◆ WORK INSTRUCTIONS ◆
1. In the text on comparative literature, which book is called "a survey of techniques of realism in texts whose origins span several continents and three thousand years"?
2. Pick up the text on comparative literature after its final sentence and carry it forward.
# TEXT SECTION start
American (USA) School [edit]

Reacting to the French School, postwar scholars, collectively termed the "American School", sought to return the field to matters more directly concerned with literary criticism, de-emphasising the detective work and detailed historical research that the French School had demanded. The American School was more closely aligned with the original internationalist visions of Goethe and Posnett (arguably reflecting the postwar desire for international cooperation), looking for examples of universal human "truths" based on the literary archetypes that appeared throughout literatures from all times and places.

Prior to the advent of the American School, the scope of Comparative Literature in the West was typically limited to the literatures of Western Europe and Anglo-America, predominantly literature in English, German and French literature, with occasional forays into Italian literature (primarily for Dante) and Spanish literature (primarily for Cervantes). One monument to the approach of this period is Erich Auerbach's book Mimesis, a survey of techniques of realism in texts whose origins span several continents and three thousand years.

The approach of the American School would be familiar to current practitioners of Cultural Studies and is even claimed by some to be the forerunner of the Cultural Studies boom in universities during the 1970s and 1980s. The field today is highly diverse: for example, comparatists routinely study Chinese literature, Arabic literature and the literatures of most other major world languages and regions as well as English and continental European literatures.

Current developments [edit]

There is a movement among comparatists in the US and elsewhere to re-focus the discipline away from the nation-based approach with which it has previously been associated towards a cross-cultural approach that pays no heed to national borders. Works of this nature include Alamgir Hashmi's The Commonwealth, Comparative Literature and the World, Gayatri Chakravorty Spivak's Death of a Discipline, David Damrosch's What is World Literature?, Steven Tötösy de Zepetnek's concept of "comparative cultural studies", and Pascale Casanova's The World Republic of Letters. It remains to be seen whether this approach will prove successful given that Comparative Literature had its roots in nation-based thinking and much of the literature under study still concerns issues of the nation-state. Given developments in the studies of globalization and interculturalism, Comparative Literature, already representing a wider study than the single-language nation-state approach, may be well suited to move away from the paradigm of the nation-state. While in the West Comparative Literature is experiencing institutional constriction, there are signs that in many parts of the world the discipline is thriving, especially in Asia, Latin America, the Caribbean, and the Mediterranean. Current trends in Transnational studies also reflect the growing importance of post-colonial literary figures such as Giannina Braschi, J. M. Coetzee, Maryse Condé, Earl Lovelace, V. S. Naipaul, Michael Ondaatje, Wole Soyinka.
# TEXT SECTION end
# RECORDS start
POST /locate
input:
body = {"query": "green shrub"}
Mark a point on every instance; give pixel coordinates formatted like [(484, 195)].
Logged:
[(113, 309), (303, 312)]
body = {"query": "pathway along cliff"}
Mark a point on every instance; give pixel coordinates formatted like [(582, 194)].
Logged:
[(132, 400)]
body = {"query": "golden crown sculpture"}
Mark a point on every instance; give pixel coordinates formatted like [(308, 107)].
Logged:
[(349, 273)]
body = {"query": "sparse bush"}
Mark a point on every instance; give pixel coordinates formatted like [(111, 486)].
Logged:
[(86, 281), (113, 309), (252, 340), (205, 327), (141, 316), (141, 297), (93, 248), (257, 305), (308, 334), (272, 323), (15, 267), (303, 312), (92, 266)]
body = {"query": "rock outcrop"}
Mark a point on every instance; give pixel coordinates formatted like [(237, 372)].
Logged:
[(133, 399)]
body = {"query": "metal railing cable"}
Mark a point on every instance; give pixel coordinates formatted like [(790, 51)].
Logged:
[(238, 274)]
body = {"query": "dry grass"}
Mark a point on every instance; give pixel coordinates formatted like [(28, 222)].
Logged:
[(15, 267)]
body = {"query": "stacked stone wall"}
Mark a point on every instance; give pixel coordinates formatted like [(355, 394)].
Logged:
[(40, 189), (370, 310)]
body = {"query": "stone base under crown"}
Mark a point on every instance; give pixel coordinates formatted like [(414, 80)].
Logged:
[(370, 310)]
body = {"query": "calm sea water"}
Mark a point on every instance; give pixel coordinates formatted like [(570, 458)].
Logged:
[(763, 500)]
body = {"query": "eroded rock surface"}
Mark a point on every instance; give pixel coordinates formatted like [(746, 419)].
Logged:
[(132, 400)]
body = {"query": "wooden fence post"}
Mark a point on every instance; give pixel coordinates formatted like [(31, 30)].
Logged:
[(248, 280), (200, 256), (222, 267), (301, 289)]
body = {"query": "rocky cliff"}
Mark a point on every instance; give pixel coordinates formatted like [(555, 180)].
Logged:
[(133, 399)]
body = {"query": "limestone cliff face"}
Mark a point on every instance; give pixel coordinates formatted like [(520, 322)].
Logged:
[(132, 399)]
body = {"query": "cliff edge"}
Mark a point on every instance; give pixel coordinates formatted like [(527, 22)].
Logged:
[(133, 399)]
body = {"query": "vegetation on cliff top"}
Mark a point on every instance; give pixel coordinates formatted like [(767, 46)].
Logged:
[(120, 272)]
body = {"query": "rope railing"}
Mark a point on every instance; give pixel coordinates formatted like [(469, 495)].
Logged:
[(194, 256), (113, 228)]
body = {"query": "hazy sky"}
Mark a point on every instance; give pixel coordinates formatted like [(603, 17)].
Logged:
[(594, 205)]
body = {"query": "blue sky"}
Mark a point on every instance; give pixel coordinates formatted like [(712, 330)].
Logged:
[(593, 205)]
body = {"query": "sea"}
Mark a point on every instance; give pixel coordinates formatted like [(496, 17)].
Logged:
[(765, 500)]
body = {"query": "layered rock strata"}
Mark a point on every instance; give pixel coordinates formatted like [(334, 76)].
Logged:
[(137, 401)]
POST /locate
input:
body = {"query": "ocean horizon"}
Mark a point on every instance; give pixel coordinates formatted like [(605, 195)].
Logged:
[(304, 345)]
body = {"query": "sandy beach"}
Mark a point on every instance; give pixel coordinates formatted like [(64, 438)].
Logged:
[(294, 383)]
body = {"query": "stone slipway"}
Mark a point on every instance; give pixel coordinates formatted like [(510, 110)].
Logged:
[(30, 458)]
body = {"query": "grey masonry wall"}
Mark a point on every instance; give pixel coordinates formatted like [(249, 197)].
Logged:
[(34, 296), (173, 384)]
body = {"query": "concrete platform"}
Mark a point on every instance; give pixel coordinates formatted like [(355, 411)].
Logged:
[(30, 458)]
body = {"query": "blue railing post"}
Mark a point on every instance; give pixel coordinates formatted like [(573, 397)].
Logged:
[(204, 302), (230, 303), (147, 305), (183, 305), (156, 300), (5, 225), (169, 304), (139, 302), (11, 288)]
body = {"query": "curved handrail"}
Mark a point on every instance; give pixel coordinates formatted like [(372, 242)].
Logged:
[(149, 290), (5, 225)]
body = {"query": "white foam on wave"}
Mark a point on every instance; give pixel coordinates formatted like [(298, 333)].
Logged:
# RECORDS end
◆ TASK-BY-TASK ANSWERS ◆
1. Erich Auerbach's book Mimesis.

2.
See also [edit]

References [edit]

  1. ^ Placement of 1996-97 PhDs in Classics, Modern Languages, and Linguistics, retrieved Dec 18, 2011 
  2. ^ Lernout, Geert (2006), "Comparative Literature in the Low Countries", Comparative Critical Studies (British Comparative Literature) 3 (1): 37–46, retrieved Dec 18, 2011, "When I tell members of the general public, in airplanes or hotel bars, what I do for a living, the most common reply has always been: 'What do you guys compare literature to?' Nowadays I tend to answer: 'With everything else.' If I look at the courses I have given over the years, this is not even an exaggeration – I have taught courses on literature 'And Very Nearly Everything Else': literature and music, literature and the arts, literature and science, psychology, religion, sociology, history, philosophy. The trouble with literature, however defined, is that you cannot even begin to grasp its complexity if you do not fully understand its relationship to, well, everything else. In my personal life this has meant that I have found the perfect academic excuse for an unquenchable thirst for all kinds of information, some more, some less arcane (less charitably it could be argued that this has saved me from having to make up my Kierkegaardian mind about what I really want to do with my life)."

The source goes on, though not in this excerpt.